→ VORLIEGENDER TEXT
*-*-*
Portrait einer Kabarettlegende: Sehr geehrte Drecksau!

Vielen wird Dietrich Kittner gut bekannt sein – als Kabarettist und als langjähriger Autor der Zweiwochenzeitschrift Ossietzky. Am 24. November fand eine kleine Veranstaltung zur Erinnerung an ihn in Hannover statt. Das ver.di-Bildungswerk hatte eingeladen zum „Porträt der Kabarettlegende“. Der langjährige hannoversche Oberbürgermeister Herbert Schmalstieg und die Kittner-Biografin Sylvia Remé saßen auf der Bühne, Rainer Butenschön führte durch das Gespräch.

Ein kurzer Abend und zwei „Zeitzeugen“ reichen jedoch nicht, um die Kittners – Christel ist unbedingt mit zu erwähnen – halbwegs angemessen zu würdigen. Wie schwierig das ist, wird im „Requiem für Dietrich Kittner“ sichtbar, das Guido Zingerl in OSSIETZKY 5/2013 nach dem Tod von Dietrich schrieb und wozu er viele Attribute benötigt:

Ach Kittner,
Kabarettist, Leid-Artikler, Satiriker, Texter, tab-Macher, Freund. Genosse, Bürgerrechtler, Dissident und Agitator … »Staatsfeind, Staatsgefährder, Anheizer, Unterzeichner, Aufrufer,
Anhänger, Unterstützer, Teilnehmer, Betrüger«.

Die Anrede „Genosse“ bezog sich dabei nicht auf die SPD, aus der Dietrich Kittner Anfang der 1970er Jahre ausgeschlossen wurde. Von „Staatsfeind“ bis „Betrüger“ handelt es sich um Ehrentitel von Polizei und Staatsmacht.

Bürgerrechtler war Kittner, bevor dieser Begriff populär wurde. Der hannoversche Club Voltaire, von den Kittners mit „Apo-Theke“ bewirtschaftet, war, ebenso wie später das tab, das „Theater an der Bult“, ein Ort der Diskussion und der Planung von Bürgerrechtsaktionen. Dort wurden Bündnisse geschmiedet – von SDS, DKP und Gewerkschaften bis hin zu bürgerlichen Demokraten, engagierten Kirchenleuten und Journalisten wie Eckart Spoo. Und die Kittners stellten nicht nur die Räume zur Verfügung, sondern waren aktiv und treibend in der Bündelung von Kräften und der Zuspitzung von Themen: Die zunächst sehr erfolgreiche Aktion „Roter Punkt“ ist dafür ein herausragendes Beispiel ebenso wie Antikriegsaktionen oder Aktionen gegen Berufsverbote, die jetzt gerade zu späten Erfolgen führen.
*-*-*
Annotationsdaten zur Objektlokalisierung:

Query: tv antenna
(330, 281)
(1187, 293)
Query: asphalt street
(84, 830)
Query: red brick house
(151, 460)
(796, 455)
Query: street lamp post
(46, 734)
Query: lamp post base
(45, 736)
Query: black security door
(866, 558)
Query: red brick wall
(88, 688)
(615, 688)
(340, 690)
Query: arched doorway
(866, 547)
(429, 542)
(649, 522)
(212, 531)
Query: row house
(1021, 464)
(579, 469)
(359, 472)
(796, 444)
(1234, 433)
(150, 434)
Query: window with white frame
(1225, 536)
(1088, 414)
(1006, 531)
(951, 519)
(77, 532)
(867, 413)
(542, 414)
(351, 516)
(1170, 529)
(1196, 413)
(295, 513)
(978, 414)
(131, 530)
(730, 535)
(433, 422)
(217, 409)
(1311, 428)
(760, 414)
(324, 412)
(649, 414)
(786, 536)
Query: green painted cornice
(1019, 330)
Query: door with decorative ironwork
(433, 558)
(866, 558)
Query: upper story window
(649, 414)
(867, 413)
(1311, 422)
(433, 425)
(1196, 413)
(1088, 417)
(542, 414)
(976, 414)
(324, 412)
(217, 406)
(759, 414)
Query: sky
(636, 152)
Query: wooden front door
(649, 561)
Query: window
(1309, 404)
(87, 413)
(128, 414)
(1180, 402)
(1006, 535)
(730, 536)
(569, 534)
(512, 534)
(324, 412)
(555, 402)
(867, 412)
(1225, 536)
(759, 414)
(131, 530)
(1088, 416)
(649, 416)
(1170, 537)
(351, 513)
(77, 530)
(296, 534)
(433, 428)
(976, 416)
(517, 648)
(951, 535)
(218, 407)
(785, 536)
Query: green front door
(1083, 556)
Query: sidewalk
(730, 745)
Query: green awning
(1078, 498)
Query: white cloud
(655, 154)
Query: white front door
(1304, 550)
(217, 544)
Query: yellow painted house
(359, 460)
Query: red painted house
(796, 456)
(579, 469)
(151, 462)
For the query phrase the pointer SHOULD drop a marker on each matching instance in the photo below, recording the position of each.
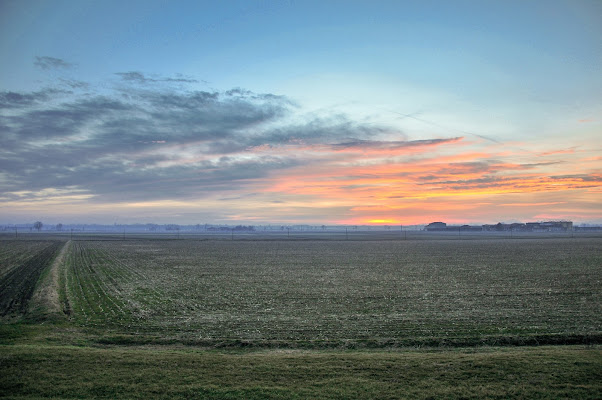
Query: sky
(300, 112)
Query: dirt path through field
(47, 293)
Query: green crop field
(271, 303)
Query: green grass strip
(547, 372)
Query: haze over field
(300, 112)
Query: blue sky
(515, 80)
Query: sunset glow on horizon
(345, 113)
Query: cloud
(47, 63)
(392, 145)
(151, 143)
(140, 78)
(15, 100)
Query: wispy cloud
(156, 141)
(47, 63)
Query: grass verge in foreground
(37, 371)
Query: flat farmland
(337, 293)
(21, 264)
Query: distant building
(436, 226)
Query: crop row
(284, 290)
(22, 264)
*-*-*
→ ARBEITSAUFTRAG
Aus welcher Partei wurde Dietrich Kittner laut dem Porträt über ihn ausgeschlossen, und wann geschah das? Die Auflistung wird hier nicht gebraucht.

→ VOLLSTÄNDIGE ANTWORT
Er wurde Anfang der 1970er Jahre aus der SPD ausgeschlossen.